A New Day Dawning?

Easter for me has always started in the dark.

Until I went to college, my Mom and I, along with extended family members started Easter morning with a Sunrise Service outside the mausoleum at Roselawn Cemetary in Martinsville. Those early March Easter mornings would be extremely cold as we stood out in the dark, awaiting the rising of the sun. Many an adult Easter morning began with singing at sunrise services. From the proclamation of"The Exultet" to "the melody that He gave to me" of "In the Garden," Easter started with song in the lingering darkness of Good Friday.

Easter for me has up until this year always been celebrated by physically being inside a church building.

A conversation in our house this Holy Week focused on an observation from my husband Steve that this is probably the first Easter I will not have been inside a church. While I'll admit that for the last month or so I've thought a great deal about not "being in church," I hadn't focused on the fact that this will be the first Easter in my lifetime that I will not be sitting in a pew, holding a hymnal in the midst of a choir or congregation, hearing the gathered voices pray or the words of scripture read within the walls of a church building.

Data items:
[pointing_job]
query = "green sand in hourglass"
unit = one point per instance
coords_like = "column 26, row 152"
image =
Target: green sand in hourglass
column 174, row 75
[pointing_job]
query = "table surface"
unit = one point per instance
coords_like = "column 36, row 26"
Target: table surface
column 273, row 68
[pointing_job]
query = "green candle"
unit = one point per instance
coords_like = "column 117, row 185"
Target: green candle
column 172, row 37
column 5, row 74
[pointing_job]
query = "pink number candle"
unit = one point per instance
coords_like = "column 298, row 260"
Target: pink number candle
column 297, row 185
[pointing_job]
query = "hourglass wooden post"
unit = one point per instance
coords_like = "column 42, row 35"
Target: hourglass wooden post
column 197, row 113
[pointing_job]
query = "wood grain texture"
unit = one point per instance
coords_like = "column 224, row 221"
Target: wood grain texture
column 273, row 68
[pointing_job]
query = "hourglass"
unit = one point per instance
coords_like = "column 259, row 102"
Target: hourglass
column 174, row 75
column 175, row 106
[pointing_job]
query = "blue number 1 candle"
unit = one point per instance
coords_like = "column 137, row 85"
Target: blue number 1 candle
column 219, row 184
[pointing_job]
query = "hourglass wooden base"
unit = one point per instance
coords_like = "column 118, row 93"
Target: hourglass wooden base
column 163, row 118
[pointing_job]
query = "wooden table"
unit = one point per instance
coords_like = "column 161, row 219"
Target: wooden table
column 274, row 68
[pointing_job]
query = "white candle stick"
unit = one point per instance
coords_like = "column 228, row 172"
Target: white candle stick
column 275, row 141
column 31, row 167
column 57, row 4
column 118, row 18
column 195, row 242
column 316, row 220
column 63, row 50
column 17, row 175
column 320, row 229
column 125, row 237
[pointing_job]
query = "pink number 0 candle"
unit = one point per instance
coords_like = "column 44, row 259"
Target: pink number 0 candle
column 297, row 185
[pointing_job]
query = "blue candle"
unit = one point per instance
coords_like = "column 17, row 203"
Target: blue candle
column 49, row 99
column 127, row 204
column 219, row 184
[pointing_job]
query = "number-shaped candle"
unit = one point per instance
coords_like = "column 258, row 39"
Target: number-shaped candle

PROMPT: Copy the part of the Easter reflection that begins at the words "Easter for me has always" and stops after "of Good Friday.", substituting "bitterly cold" for "extremely cold". Rely on the text alone.

OUTPUT BELOW:
Easter for me has always started in the dark.

Until I went to college, my Mom and I, along with extended family members started Easter morning with a Sunrise Service outside the mausoleum at Roselawn Cemetary in Martinsville. Those early March Easter mornings would be bitterly cold as we stood out in the dark, awaiting the rising of the sun. Many an adult Easter morning began with singing at sunrise services. From the proclamation of"The Exultet" to "the melody that He gave to me" of "In the Garden," Easter started with song in the lingering darkness of Good Friday.